+++ Text provided

Jeremy Thomas Interview

I had the great pleasure to talk to Jeremy Thomas and visit his extraordinary office back during the 2015 London film festival. Thomas had High-Rise in the festival and we talked about that film but also his extraordinary career which includes producing such films as The Last Emperor (which he won the Best Picture Oscar for), Naked Lunch, Crash, Sexy Beast, Eureka, Bad Timing and Terry Gilliam’s little seen masterpiece Tideland. He remains a rarity in the film producing world because he only makes films he would like to like and not because of what the market demands.

You’ve had the rights to High-Rise for a long time so how did this version come round?

Well 14 years, not since it came out. Initially when I started working with Nicolas Roeg around 79 he wanted to do it but I couldn’t achieve the rights so we made Bad Timing instead. Then I did Crash and I wanted to buy High-Rise, then I got High-Rise. Then I tried to adapt it a few times and I didn’t really get it right and then I was approached by my son, who is in the same company as Ben Wheatley’s agent. Within a couple of days Ben was in this office and when Wheatley’s name came into view it was a bit like when I did Naked Lunch and I met David Cronenberg and he said I want to do Naked Lunch, I saw it immediately. My producer brain saw some incredible things because I saw Burroughs’s literature and Cronenberg as a filmmaker as being a perfect combination for my taste, that could be something great thrilling and unusual and right no one else the world could do it. When Ben and told me his idea he to set it at the same time as the book instead of today in 2015 it’s a brilliant idea, I mean he saw that.

++++++
+++ Data

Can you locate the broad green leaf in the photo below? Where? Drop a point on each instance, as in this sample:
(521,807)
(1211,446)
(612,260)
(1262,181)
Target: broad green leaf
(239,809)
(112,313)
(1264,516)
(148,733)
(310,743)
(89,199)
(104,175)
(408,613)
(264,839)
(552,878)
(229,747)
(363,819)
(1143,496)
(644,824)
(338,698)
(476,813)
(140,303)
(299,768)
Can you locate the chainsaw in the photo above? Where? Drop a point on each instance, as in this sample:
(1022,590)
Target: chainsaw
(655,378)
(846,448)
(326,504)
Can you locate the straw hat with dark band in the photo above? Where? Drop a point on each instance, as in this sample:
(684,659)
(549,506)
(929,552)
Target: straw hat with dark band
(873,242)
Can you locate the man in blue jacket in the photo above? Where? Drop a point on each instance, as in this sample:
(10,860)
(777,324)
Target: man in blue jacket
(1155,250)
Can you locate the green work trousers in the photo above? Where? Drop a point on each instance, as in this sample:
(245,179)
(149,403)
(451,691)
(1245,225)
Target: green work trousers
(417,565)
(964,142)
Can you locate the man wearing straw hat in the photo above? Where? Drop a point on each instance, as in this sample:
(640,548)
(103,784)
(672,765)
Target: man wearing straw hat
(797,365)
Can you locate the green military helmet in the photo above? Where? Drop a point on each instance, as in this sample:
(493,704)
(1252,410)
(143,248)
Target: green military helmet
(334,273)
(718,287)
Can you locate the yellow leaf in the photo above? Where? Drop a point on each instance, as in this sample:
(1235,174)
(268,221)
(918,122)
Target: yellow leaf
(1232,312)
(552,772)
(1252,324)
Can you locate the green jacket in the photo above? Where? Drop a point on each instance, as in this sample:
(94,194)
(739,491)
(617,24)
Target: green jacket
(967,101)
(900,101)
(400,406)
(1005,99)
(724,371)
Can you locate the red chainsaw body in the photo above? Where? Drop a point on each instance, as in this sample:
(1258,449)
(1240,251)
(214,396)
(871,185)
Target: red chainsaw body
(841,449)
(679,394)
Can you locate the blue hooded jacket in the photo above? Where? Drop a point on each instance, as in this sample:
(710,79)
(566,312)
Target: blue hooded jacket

++++++

**Challenges**.
1. According to the Jeremy Thomas interview, which film won Thomas the Best Picture Oscar?
2. In the Jeremy Thomas interview, shorten the paragraph that begins "I had the great pleasure" while keeping its main facts.
3. Resume the interview with Jeremy Thomas, picking up after its final sentence.

**Solved tasks**.
1. The Last Emperor.

2. The interviewer spoke with Jeremy Thomas at his office during the 2015 London film festival, where his film High-Rise was showing. They discussed High-Rise and his career as the producer of The Last Emperor, which won him the Best Picture Oscar, as well as Naked Lunch, Crash, Sexy Beast, Eureka, Bad Timing and Terry Gilliam's Tideland. He is rare among producers because he makes only films he likes, not films the market demands.

3.
You’ve worked with Tom Hiddleston before [Only Lovers Left Alive] how was it to get him again this time?

He’s a great actor and he’s a man who appreciates the finer things in life especially culturally and he immediately understood exactly what the film should be about. We went to see him in Coriolanus and stay out during the night, he got on very well with Ben, and he stuck with us and we did the film together. He wanted to do it, when you find an actor like that it has nothing to do with anything else except him wanting to do it. It was very helpful for me having him involved when we were putting the film together.

You’ve worked with may up and coming directors how was to help Wheatley achieve his very distinctive vision on the screen?

It was all about freedom within the resources that I could find, because you need to be as free as you can be to make a film that would be audacious and beautifully made. It was just a soft collaboration and making sure that Ben had as much as we could deliver him to make the film he wanted.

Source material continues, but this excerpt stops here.